### Document extract
LS7 by Candice Wagener
Jean Tran ‘s nem khao tod, or “LS7,” is an amped fried rice with lime juice and peanuts.
Jean Tran
Jean Tran has spent the majority of her time in America working in restaurants. Born in Laos, Tran moved to Iowa when she was 15 and started working at a restaurant soon thereafter. By age 26, she had opened her own Chinese restaurant in Beaver Dam. In 2009, she came to Madison for a change of pace and opened Ha Long Bay, drawing on her roots in Laos, Thailand and Vietnam in creating a menu of foods her family would eat at home.
The “LS7,” as it’s known to regulars, has a cult following. Tran says the dish is a favorite at her family’s gatherings, a ramped-up version of fried rice, with crispy, flash-fried rice with pork garlic sausage, ground chicken, cilantro, mint, lime juice and peanuts.
She goes out of her way to make sure her customers are happy, treating them like family. “I might be different from other restaurants, but it’s something I love to do and I like the people,” says Tran. “I think about what people will enjoy, what people will like, and that’s my happiness.”
Samantha Egelhoff photos
Jamie Hoang of Sujeo presents a crispy, creative take on brussels sprouts and kale.
Jamie Hoang
Jamie Hoang, who happens to be Tran’s niece, works just a short distance away at Sujeo, where she is executive sous chef. Hoang was peeling shrimp as early as age 4 at her parents’ restaurant and gained service experience at Tran’s Beaver Dam restaurant and at Ha Long Bay, where she worked while enrolled in culinary school at Madison College.
She also has cooked at Forequarter, L’Etoile and Estrellón, and is settling in after almost two years at Sujeo. “I feel like myself here,” says Hoang. “It’s farm-to-table and local. I’m able to do things that are Wisconsin but at the same time I’m allowed to bring my own ethnic background into the picture with [foods] I grew up with.”
A simple but notable dish that Hoang takes credit for on the menu at Sujeo is the fried brussels sprouts and kale. While brussels sprouts are becoming a mainstay on menus around town, Hoang’s creative take is possibly the most inventive. She separates the brussels sprouts into leaves, mixes them with chopped kale, fries them crisp in a savory Golden Mountain sauce (a Thai staple) and tops the whole thing with deep-fried shallots.
Hoang has a calm, quiet demeanor, and her management style is open; she listens to others’ ideas. “Never assume that you already know everything because you could miss out on an opportunity,” she says.
Borokhim by Stacy Bruner
Laila Borokhim turns her specialty flatbread, malawach, into an open-face sandwich.
Laila Borokhim
Inspired by cooking with her Jewish Iranian grandmother while growing up, Laila Borokhim takes her family’s old world recipes and makes them her own. She served traditional Persian food at her first restaurant, Layla’s. That cuisine is often vegetable- and herb-heavy with meat as a flavoring. Borokhim adapted dishes like ghormeh sabzi (a green herb stew) by adding more meat and changing the texture to appeal to Midwestern palates. Having recently stepped away from Layla’s, Borokhim is now running Noosh, which she dubs a “new-age Jewish deli with seasonally-changing menus.” She has also recently taken over running the bar at the Madison Labor Temple and is revamping that menu.

### Set tasks
A: From the article on Madison chefs, list every ingredient it gives for the LS7 dish.
B: Restate the passage of the article on Madison chefs starting at "Borokhim by Stacy" and ending at "revamping that menu.", swapping "grandmother" for "mother".
C: Please carry on the article on Madison chefs from its final sentence.

### Supplied information
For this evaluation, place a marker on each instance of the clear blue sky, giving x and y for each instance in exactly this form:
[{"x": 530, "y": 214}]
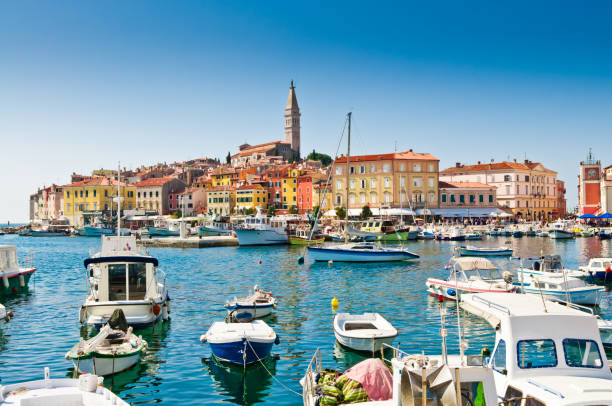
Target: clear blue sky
[{"x": 84, "y": 84}]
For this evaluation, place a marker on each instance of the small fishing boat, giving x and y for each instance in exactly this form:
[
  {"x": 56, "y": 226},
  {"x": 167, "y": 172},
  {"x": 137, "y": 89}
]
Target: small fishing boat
[
  {"x": 363, "y": 332},
  {"x": 360, "y": 252},
  {"x": 473, "y": 251},
  {"x": 14, "y": 278},
  {"x": 110, "y": 351},
  {"x": 86, "y": 391},
  {"x": 470, "y": 275},
  {"x": 557, "y": 286},
  {"x": 257, "y": 304},
  {"x": 240, "y": 343},
  {"x": 598, "y": 269}
]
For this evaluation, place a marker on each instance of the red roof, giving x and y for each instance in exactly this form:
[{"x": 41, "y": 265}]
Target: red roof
[
  {"x": 154, "y": 182},
  {"x": 95, "y": 181},
  {"x": 464, "y": 185},
  {"x": 408, "y": 155}
]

### Answers for the exercise
A: Crispy, flash-fried rice; pork garlic sausage; ground chicken; cilantro; mint; lime juice; peanuts

B:
Borokhim by Stacy Bruner
Laila Borokhim turns her specialty flatbread, malawach, into an open-face sandwich.
Laila Borokhim
Inspired by cooking with her Jewish Iranian mother while growing up, Laila Borokhim takes her family’s old world recipes and makes them her own. She served traditional Persian food at her first restaurant, Layla’s. That cuisine is often vegetable- and herb-heavy with meat as a flavoring. Borokhim adapted dishes like ghormeh sabzi (a green herb stew) by adding more meat and changing the texture to appeal to Midwestern palates. Having recently stepped away from Layla’s, Borokhim is now running Noosh, which she dubs a “new-age Jewish deli with seasonally-changing menus.” She has also recently taken over running the bar at the Madison Labor Temple and is revamping that menu.

C:
Borokhim aims to use the freshest ingredients possible and cooks in small batches. At Noosh, she’s serving delicious, simple comfort food. A specialty is her malawach, a traditional Middle Eastern flatbread that’s sometimes likened to a Yemeni pancake. At Noosh, Borokhim turns it into the base for a sandwich with a fried egg atop a layer of sun-dried tomatoes and cilantro chutney.
Borokhim — who once planned on going to med school — says that “If you don’t put good things in your body, then your body’s going to give out on you.”
As a fledgling restaurant owner, Borokhim felt there wasn’t much support for a woman just starting out in the industry. That experience led to her joining the Culinary Ladies Collective. That dovetails with her strong desire to build community through food: “I thought a restaurant would be the way to build community, build something that I like doing, and could maybe be a good place for people.”
Dahl by Paulius Musteikis
Elizabeth Dahl and her hickory nut cake, plated with persimmon puree.
Elizabeth Dahl
Elizabeth Dahl, a James Beard award semi-finalist for best pastry chef in 2013 at Nostrano, now displays her mastery of desserts at Graze and L’Etoile. She got early baking lessons from her Lebanese grandmother. High school jobs at a bakery and a gourmet food shop/catering business in Peoria, Illinois, led to culinary school in Chicago. She later cooked at many Chicago restaurants, including Boka, Charlie Trotter’s and NAHA. After relocating to Madison, she and her husband, chef Tim Dahl, opened Nostrano, where she was the pastry chef. After they made the difficult decision to close Nostrano in 2017, Dahl came on as pastry chef at Graze and L’Etoile.
She loves experimenting with ice cream, and looks for balance by playing ingredients off each other — sweet and salty, smooth and crunchy. Her latest creation is a smoked maple flavor; she smokes the maple syrup through an intricate stovetop process, then adds it to the ice cream base and lets it sit overnight. The ice cream pairs well with her hickory nut cake. Layers of almond and hickory-flavored cake alternate with sweet pastry cream dotted with persimmon. It’s garnished with shaved persimmon and a persimmon puree on the plate.
Dahl is grateful for her current position, where the environment is similar to what she had at Nostrano: “I feel just as comfortable with the respect towards the food and quality ingredients and also having a professional environment and good people.”
Satsuma fries by Laura Zastrow
At Morris Ramen, Francesca Hong created much of the “not ramen” side of the menu, including the Satsuma sweet potato fries.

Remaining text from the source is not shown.